— Consigne 1 —
D'après la notice sur François Picquet, à quelle date et dans quel séminaire a-t-il été ordonné prêtre ?
— Consigne 2 —
Reprenez la notice sur François Picquet immédiatement après sa dernière phrase et poursuivez-en la rédaction.
━━━━━ Texte source ━━━━━
PICQUET, FRANÇOIS, prêtre, sulpicien et missionnaire, né à Bourg-en-Bresse, France, le 4 décembre 1708, fils d’André Picquet et de Marie-Philippe Berthet, décédé le 15 juillet 1781 à Verjon (dép. de l’Ain, France).
Après des études au collège des jésuites de Bourg-en-Bresse, François Picquet entre au séminaire de Lyon en 1728 ; il poursuit sa formation au séminaire de Saint-Sulpice à Paris, où il est ordonné prêtre le 10 avril 1734. Arrivé à Montréal au cours du même été, il y exerce le ministère paroissial jusqu’en 1739, tout en s’initiant aux langues et coutumes des Amérindiens. De 1739 à 1749, il réside à la mission sulpicienne du Lac-des-Deux-Montagnes (Oka), fondée en 1721. Si on peut lui concéder à ce moment la paternité de quelques cantiques et textes catéchistiques en iroquois, il n’en est pas de même – contrairement à ce que veut une tradition trop généreuse à son égard – pour le calvaire d’Oka, que faisait construire son confrère Hamon Guen*de 1740 à 1742, ni pour diverses autres constructions de la mission, érigées bien avant son arrivée.
━━━━━ Enregistrements ━━━━━
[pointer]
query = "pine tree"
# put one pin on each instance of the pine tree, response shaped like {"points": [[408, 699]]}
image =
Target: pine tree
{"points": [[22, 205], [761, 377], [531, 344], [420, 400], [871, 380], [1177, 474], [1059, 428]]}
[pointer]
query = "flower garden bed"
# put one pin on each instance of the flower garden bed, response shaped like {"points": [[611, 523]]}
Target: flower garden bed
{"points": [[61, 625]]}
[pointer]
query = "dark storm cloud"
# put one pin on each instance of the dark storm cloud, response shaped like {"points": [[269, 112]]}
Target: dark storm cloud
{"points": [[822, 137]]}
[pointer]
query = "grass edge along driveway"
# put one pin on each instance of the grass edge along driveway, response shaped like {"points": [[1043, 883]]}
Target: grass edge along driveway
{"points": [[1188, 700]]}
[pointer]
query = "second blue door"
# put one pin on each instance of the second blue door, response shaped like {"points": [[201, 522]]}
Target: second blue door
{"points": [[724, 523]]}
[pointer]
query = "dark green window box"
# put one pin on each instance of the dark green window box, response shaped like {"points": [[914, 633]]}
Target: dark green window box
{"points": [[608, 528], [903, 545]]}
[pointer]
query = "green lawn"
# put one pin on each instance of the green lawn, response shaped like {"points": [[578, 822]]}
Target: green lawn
━━━━━
— Réponse finale 1 —
Le 10 avril 1734, au séminaire de Saint-Sulpice à Paris.

— Réponse finale 2 —
C’est à ce moment que semble se dessiner sa vocation principale qui consistera à tenter de rallier à la France l’ensemble des Amérindiens du sud des Grands Lacs. En 1745, Picquet se rend avec un certain nombre d’Iroquois à Québec-où l’intendant Hocquart lui aurait alors décerné « le titre d’apôtre des Iroquois » – et rencontre ensuite le gouverneur Beauharnois* qui le félicite pour son rôle auprès de ceux-ci.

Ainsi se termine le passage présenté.